Vorgegebener Text:
.....
Damit würdigte die Beauftragte der Bundesregierung für Kultur und
Medien unabhängige Musikclubs sowie Veranstaltungsreihen aus allen
Bereichen von Pop und Jazz. Das damit verbundene Preisgeld hat
Schleiermacher finanziell etwas Luft verschafft, sich daheim auf dem
alten Vierseitenhof im beschaulichen Pohrsdorf (Landkreis Sächsische
Schweiz-Ostergebirge) weiter seinem musikalischen Faible zu widmen.
Denn hier dreht sich alles um das Saxofon. Gut 100 Instrumente zieren
den «Konzertsaal», darunter auch mehrere aus der Entstehungszeit des
Saxofons Mitte des 19. Jahrhunderts. «Ich habe hier einen Gnadenhof
für Saxofone», sagt Schleiermacher. Er besitzt auch vier Instrumente
von Erfinder und Namensgeber Adolphe Sax (1814-1894), das älteste
datiert aus dem Jahr 1856. Drei davon sind sogar noch spielbar und
immer wieder stellen sich Musikerinnen und Musiker der
Herausforderung, so einen Oldtimer im Programm einzusetzen. Am
Saxofon schätzt Schleiermacher vor allem die Vielseitigkeit und
Wandlungsfähigkeit des Instrumentes.
.....
Auszug aus Daten:
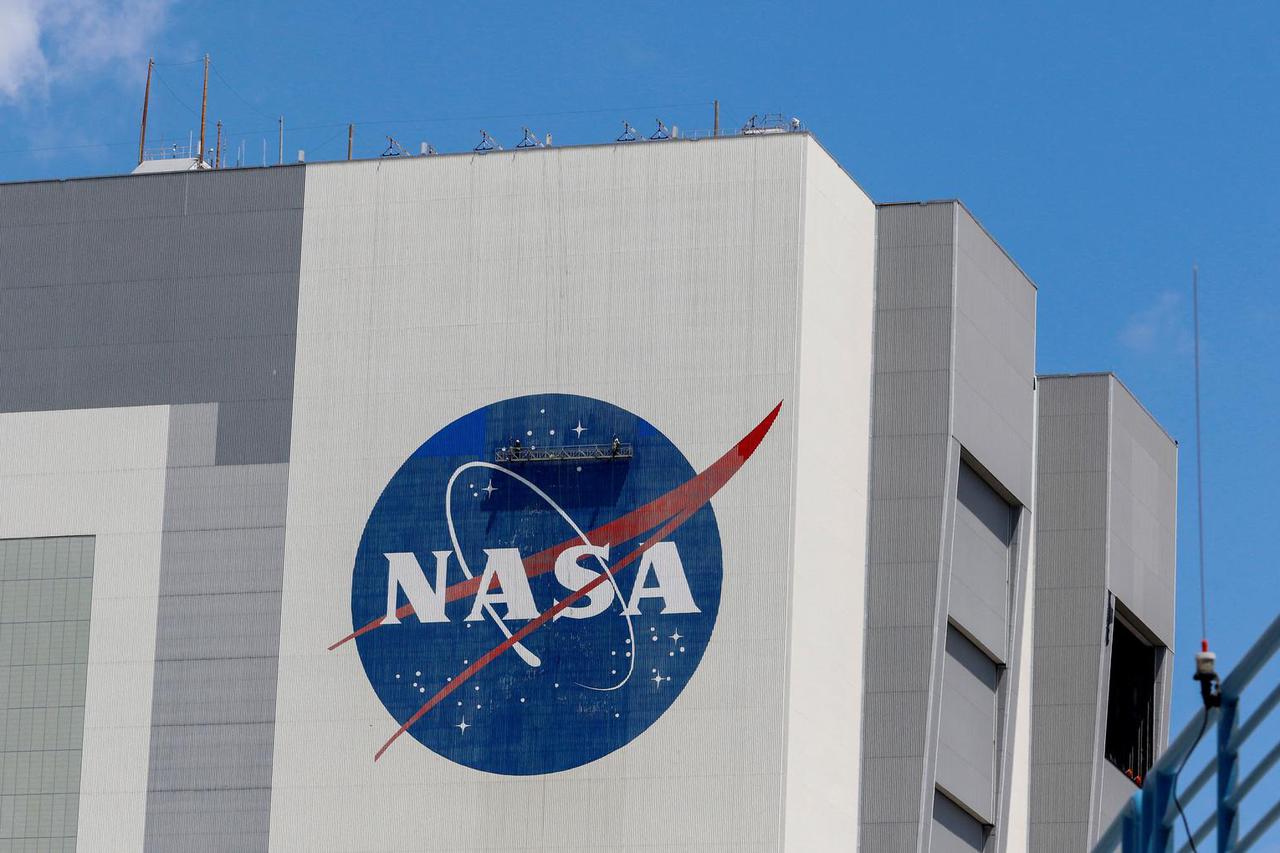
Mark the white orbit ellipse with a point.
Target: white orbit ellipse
(522, 651)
.....
Zu erledigende Aufgaben:
- A) Aus welchem Jahr stammt laut dem vorgegebenen Text das älteste Instrument von Adolphe Sax, das Schleiermacher besitzt?
- B) Schreib den Abschnitt des vorgegebenen Texts von „Denn hier dreht“ bis einschließlich „Wandlungsfähigkeit des Instrumentes.“ noch einmal ab und ersetze darin „Schleiermacher“ durch „der Sammler“.

Die Antworten:
- A) Aus dem Jahr 1856.

- B)
Denn hier dreht sich alles um das Saxofon. Gut 100 Instrumente zieren
den «Konzertsaal», darunter auch mehrere aus der Entstehungszeit des
Saxofons Mitte des 19. Jahrhunderts. «Ich habe hier einen Gnadenhof
für Saxofone», sagt der Sammler. Er besitzt auch vier Instrumente
von Erfinder und Namensgeber Adolphe Sax (1814-1894), das älteste
datiert aus dem Jahr 1856. Drei davon sind sogar noch spielbar und
immer wieder stellen sich Musikerinnen und Musiker der
Herausforderung, so einen Oldtimer im Programm einzusetzen. Am
Saxofon schätzt der Sammler vor allem die Vielseitigkeit und
Wandlungsfähigkeit des Instrumentes.